• Exercise description:
Please reproduce the bread and butter pudding recipe below word for word, from its first line to its last.

• Extracted text:
Skip to main content
Prep Time: 10 mins
Cook Time: 30 mins
Servings: 6

Bread and Butter Pudding

Rate this recipe for points
Snacks and Apps
Sweet Treats
Sliced Bread


  • 1 loaf of Villaggio Artesano® Original White Bread
  • 5 large Eggs, whisked
  • 1 cup (250g) Sugar
  • 3 1/2 cups (875ml) Whole Milk
  • 3 1/2 cups (875ml) Double Cream
  • 1 Vanilla Bean, scraped to remove seeds
  • 1/2 cup (125g) melted Butter
  • 1/2 cup (125g) Raisins
  • 1/2 cup (125g) Apricot Jam
  • 1 tbsp (15ml) Water
  • 2 tbsp (30g) Icing Sugar


  1. Preheat oven to 350°F (180°C)
  2. Butter a 13 x 9-inch oven-proof baking dish or large roasting pan
  3. Arrange slices of bread in one layer
  4. Whisk eggs together with sugar, in a mixing bowl and set aside
  5. Heat up milk and cream, over medium heat, for about 5 minutes, then add in vanilla bean and scraped seeds
  6. Bring to a boil and slowly whisk in egg mixture, gradually whisking in until fully combined
  7. Add in melted butter
  8. Pour mixture through a sieve over the bread slices
  9. Bread will float on top, so gently press down on the slices to make sure they are covered and fully absorb the mixture
  10. Scatter raisins and tuck some between bread slices
  11. Bake at 350°F (180°C) for 15 minutes, then using a large spoon gently press down bread slices, and, continue to bake for approximately 15 minutes, ensuring that it does not overcook as it will continue to cook while resting
  12. In a small saucepan, heat up apricot jam over medium heat, then, add in water, stirring to incorporate for about 10 – 15 minutes.

• Information shown:
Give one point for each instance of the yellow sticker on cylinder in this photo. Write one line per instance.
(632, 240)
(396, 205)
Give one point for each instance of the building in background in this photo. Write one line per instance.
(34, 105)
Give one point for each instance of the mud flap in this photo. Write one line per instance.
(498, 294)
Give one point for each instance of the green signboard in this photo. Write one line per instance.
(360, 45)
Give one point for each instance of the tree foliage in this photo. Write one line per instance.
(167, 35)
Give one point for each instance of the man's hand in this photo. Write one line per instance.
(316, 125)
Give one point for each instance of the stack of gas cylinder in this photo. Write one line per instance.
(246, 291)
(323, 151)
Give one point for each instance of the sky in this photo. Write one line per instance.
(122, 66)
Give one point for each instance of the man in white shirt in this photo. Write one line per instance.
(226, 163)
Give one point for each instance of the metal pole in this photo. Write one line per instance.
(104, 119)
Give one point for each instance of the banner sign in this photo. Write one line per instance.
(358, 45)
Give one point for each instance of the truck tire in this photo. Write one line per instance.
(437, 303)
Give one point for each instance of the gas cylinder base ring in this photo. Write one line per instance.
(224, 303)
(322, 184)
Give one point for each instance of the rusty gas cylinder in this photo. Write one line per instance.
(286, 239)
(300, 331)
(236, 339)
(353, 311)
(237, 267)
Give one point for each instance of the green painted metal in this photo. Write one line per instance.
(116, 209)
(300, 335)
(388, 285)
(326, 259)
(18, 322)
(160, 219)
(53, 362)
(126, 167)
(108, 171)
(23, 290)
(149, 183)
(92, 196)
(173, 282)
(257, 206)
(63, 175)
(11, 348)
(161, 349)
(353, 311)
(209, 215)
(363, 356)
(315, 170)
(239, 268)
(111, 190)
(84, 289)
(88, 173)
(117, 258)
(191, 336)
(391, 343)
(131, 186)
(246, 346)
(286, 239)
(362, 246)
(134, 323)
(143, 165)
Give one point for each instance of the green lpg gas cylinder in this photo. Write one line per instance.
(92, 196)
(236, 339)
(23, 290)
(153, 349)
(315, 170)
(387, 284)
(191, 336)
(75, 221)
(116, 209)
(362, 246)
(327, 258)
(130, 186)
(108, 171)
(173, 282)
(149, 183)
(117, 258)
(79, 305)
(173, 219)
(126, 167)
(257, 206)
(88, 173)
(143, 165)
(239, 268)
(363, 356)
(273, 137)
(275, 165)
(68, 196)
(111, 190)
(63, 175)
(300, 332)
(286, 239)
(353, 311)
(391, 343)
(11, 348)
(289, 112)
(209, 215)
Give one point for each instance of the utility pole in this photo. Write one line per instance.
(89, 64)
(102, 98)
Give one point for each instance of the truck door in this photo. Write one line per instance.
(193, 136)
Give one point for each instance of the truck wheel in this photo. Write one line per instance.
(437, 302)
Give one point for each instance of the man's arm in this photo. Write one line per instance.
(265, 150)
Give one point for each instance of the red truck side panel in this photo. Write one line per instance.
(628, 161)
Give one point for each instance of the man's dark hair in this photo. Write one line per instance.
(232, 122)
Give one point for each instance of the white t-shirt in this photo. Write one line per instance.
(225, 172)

• Worked answer:
Skip to main content
Prep Time: 10 mins
Cook Time: 30 mins
Servings: 6

Bread and Butter Pudding

Rate this recipe for points
Snacks and Apps
Sweet Treats
Sliced Bread


  • 1 loaf of Villaggio Artesano® Original White Bread
  • 5 large Eggs, whisked
  • 1 cup (250g) Sugar
  • 3 1/2 cups (875ml) Whole Milk
  • 3 1/2 cups (875ml) Double Cream
  • 1 Vanilla Bean, scraped to remove seeds
  • 1/2 cup (125g) melted Butter
  • 1/2 cup (125g) Raisins
  • 1/2 cup (125g) Apricot Jam
  • 1 tbsp (15ml) Water
  • 2 tbsp (30g) Icing Sugar


  1. Preheat oven to 350°F (180°C)
  2. Butter a 13 x 9-inch oven-proof baking dish or large roasting pan
  3. Arrange slices of bread in one layer
  4. Whisk eggs together with sugar, in a mixing bowl and set aside
  5. Heat up milk and cream, over medium heat, for about 5 minutes, then add in vanilla bean and scraped seeds
  6. Bring to a boil and slowly whisk in egg mixture, gradually whisking in until fully combined
  7. Add in melted butter
  8. Pour mixture through a sieve over the bread slices
  9. Bread will float on top, so gently press down on the slices to make sure they are covered and fully absorb the mixture
  10. Scatter raisins and tuck some between bread slices
  11. Bake at 350°F (180°C) for 15 minutes, then using a large spoon gently press down bread slices, and, continue to bake for approximately 15 minutes, ensuring that it does not overcook as it will continue to cook while resting
  12. In a small saucepan, heat up apricot jam over medium heat, then, add in water, stirring to incorporate for about 10 – 15 minutes.